Goal of the exercise: Could you write out every entry exactly as it stands?

====

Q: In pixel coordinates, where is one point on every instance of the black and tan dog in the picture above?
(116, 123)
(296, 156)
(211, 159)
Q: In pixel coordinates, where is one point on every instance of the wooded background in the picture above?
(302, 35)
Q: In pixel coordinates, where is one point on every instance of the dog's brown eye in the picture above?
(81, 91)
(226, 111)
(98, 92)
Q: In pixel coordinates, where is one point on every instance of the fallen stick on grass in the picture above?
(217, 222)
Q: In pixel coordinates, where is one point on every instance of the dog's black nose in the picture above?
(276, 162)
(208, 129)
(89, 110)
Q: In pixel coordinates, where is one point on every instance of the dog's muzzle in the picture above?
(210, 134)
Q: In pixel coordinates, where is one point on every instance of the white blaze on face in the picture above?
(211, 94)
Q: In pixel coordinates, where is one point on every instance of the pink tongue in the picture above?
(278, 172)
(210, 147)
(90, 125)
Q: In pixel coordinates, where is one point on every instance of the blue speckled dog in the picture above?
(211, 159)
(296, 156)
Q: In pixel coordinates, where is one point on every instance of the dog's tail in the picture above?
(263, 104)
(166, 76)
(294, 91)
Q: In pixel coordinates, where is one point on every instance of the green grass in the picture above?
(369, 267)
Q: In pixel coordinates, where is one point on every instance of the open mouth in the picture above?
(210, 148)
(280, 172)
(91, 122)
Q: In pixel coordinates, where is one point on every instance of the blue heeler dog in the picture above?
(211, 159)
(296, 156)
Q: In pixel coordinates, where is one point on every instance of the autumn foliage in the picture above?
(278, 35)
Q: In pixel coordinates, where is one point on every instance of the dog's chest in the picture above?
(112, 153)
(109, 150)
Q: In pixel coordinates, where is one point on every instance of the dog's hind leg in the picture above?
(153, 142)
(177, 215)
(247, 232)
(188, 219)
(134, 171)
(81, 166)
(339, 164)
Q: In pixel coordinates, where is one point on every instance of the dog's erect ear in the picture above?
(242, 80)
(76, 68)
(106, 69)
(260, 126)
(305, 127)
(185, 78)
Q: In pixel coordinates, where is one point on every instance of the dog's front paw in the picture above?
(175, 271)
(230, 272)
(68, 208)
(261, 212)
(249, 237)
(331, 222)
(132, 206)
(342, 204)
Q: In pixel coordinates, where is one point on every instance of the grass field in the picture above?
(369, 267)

====

The output:
Q: In pixel coordinates, where is one point on every instance of the black and tan dog in the picture above?
(116, 123)
(296, 156)
(211, 159)
Q: In pixel coordinates, where is one point on every instance of the wooded background in the picture above?
(302, 35)
Q: In pixel coordinates, where is one point on every instance of the dog's brown eye in the picture above?
(81, 91)
(226, 111)
(98, 92)
Q: In pixel coordinates, where is one point on every instance of the fallen stick on grass in the picture above?
(217, 222)
Q: In pixel coordinates, where is one point on every instance of the dog's black nose in the picture above?
(276, 162)
(208, 129)
(89, 110)
Q: In pixel coordinates, where is one point on every instance of the dog's muzzle in the picture above?
(210, 134)
Q: In pixel coordinates, where is one point on every instance of the white blaze on face in the picture above?
(211, 94)
Q: In pixel coordinates, where is one point on every instance of the pink tongue in the picture above?
(278, 172)
(210, 147)
(90, 125)
Q: In pixel coordinates, where is one point on every instance of the blue speckled dog in the picture above?
(211, 159)
(296, 156)
Q: In pixel coordinates, where is one point on every instance of the dog's tail in the picture above?
(263, 104)
(166, 76)
(294, 91)
Q: In pixel coordinates, where is one point on every instance of the green grass in the picture above?
(369, 267)
Q: In pixel coordinates, where is one point on every instance of the open mouth in the picture above?
(210, 148)
(280, 172)
(91, 122)
Q: In pixel coordinates, where is one point on every instance of the blue heeler dog in the picture above?
(211, 159)
(296, 156)
Q: In pixel coordinates, where is one point on every instance of the autumn foliage in the picture above?
(278, 35)
Q: In pixel coordinates, where is one point on every instance of the dog's chest in the picture above?
(112, 153)
(109, 150)
Q: In pixel coordinates, where is one point on every instance of the dog's hind leg in the picture above?
(153, 142)
(177, 215)
(247, 232)
(188, 219)
(134, 171)
(81, 166)
(339, 164)
Q: In pixel coordinates, where is one point on every instance of the dog's erect ear in the picture above?
(242, 80)
(76, 68)
(106, 69)
(260, 126)
(305, 127)
(185, 78)
Q: In pixel coordinates, where is one point on every instance of the dog's front paw in the picture above?
(175, 271)
(230, 272)
(68, 208)
(261, 212)
(249, 237)
(331, 222)
(132, 206)
(342, 204)
Q: In pixel coordinates, where is one point on every instance of the grass field in the picture above?
(369, 267)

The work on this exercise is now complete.